> ÉNONCÉ DU PROBLÈME 1
Extrayez chaque ligne des données ci-dessous qui contient le mot « road ». La casse compte.

---------- EXTRAIT SOURCE

Mais faute de précision supplémentaire, il est légitime de se demander comment l’ADLC évaluera en pratique ces gains illicites. Il n’est pas ailleurs pas à exclure qu’une telle évaluation des gains illicites ait un impact dans le cadre d’actions privées consécutives, les victimes de pratiques anticoncurrentielles pouvant alors éventuellement y trouver un élément supplémentaire d’évaluation de leur propre préjudice.
8. Prise en compte au titre de la récidive d’une condamnation prononcée par une autorité étrangère
Le Nouveau Communiqué Sanction prévoit explicitement que pour apprécier l’existence d’une réitération, l’ADLC pourra tenir compte d’une précédente infraction sanctionnée avant la fin de la nouvelle pratique, par une autorité nationale de concurrence d’un autre État membre.
Cette disposition risque de soulever en pratique des difficultés pour établir l’existence d’une situation de récidive, en raison des différences de qualification d’infraction pouvant exister entre le droit français et les autres droits nationaux de la concurrence.
9. Modification du régime applicable aux associations d’entreprises
Enfin, le Nouveau Communiqué Sanction reprend les nouvelles dispositions de l’article L 464-2 du Code de commerce, issues de l’Ordonnance (voir à ce sujet notre alerte du 24 juin 2021 : Newsletter de juin 2021) portant sur le régime applicable aux associations d’entreprises. Il est prévu que lorsque le contrevenant est une association d’entreprises :
- Le montant maximum de la sanction est de 10 % du chiffre d’affaires mondial annuel (et non plus de 3 millions d’euros comme c’était le cas jusqu’ici).
- Pour autant, lorsque l'infraction d'une association d'entreprises a trait aux activités de ses membres, le montant maximal de la sanction est égal à 10 % de la somme du chiffre d'affaires mondial réalisé par chaque membre de l’association actif sur le marché affecté (point 50).
Il est par ailleurs précisé que lorsqu'une amende est infligée non seulement à une association d’entreprises mais également à ses membres, le chiffre d'affaires des membres ne devrait pas être pris en compte lors du calcul de l'amende infligée à l'association (point 25).

--------------------

> ÉNONCÉ DU PROBLÈME 2
Recopiez mot pour mot le passage de l'extrait ci-dessus sur les sanctions en droit de la concurrence. Commencez aux mots « Il est par ailleurs » et arrêtez-vous après « l'association (point 25). ».

---------- LISTE DES ENTRÉES

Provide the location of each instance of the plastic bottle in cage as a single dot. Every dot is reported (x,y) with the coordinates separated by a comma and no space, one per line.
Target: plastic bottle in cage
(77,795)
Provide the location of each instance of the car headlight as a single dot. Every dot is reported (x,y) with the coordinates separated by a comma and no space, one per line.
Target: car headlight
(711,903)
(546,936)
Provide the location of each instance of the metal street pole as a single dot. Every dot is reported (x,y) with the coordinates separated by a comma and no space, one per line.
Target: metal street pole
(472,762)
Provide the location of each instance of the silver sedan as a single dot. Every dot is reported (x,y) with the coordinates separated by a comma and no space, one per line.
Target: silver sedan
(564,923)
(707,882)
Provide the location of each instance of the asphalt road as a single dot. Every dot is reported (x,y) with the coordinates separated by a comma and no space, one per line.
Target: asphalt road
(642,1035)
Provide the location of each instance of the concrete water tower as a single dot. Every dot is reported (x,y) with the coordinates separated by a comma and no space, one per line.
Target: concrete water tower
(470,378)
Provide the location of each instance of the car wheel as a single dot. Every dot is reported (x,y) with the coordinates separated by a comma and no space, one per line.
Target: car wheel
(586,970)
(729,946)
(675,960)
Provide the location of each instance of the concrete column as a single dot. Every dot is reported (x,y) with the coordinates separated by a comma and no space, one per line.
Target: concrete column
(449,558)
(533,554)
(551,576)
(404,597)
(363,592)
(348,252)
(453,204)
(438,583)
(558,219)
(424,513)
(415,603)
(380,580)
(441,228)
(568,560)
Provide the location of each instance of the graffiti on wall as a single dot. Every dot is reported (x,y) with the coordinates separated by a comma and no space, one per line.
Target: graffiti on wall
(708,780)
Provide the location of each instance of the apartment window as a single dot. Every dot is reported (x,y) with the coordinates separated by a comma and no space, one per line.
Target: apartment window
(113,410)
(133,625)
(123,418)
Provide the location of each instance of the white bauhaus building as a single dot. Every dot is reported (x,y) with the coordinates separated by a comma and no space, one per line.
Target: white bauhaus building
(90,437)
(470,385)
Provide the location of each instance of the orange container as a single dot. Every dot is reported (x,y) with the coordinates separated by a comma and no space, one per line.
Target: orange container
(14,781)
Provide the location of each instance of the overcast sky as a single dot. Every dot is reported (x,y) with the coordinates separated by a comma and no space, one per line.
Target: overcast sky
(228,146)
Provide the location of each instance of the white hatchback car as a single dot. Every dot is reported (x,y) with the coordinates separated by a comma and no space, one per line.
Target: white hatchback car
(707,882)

--------------------

> RÉSULTAT 1
Provide the location of each instance of the asphalt road as a single dot. Every dot is reported (x,y) with the coordinates separated by a comma and no space, one per line.
Target: asphalt road

> RÉSULTAT 2
Il est par ailleurs précisé que lorsqu'une amende est infligée non seulement à une association d’entreprises mais également à ses membres, le chiffre d'affaires des membres ne devrait pas être pris en compte lors du calcul de l'amende infligée à l'association (point 25).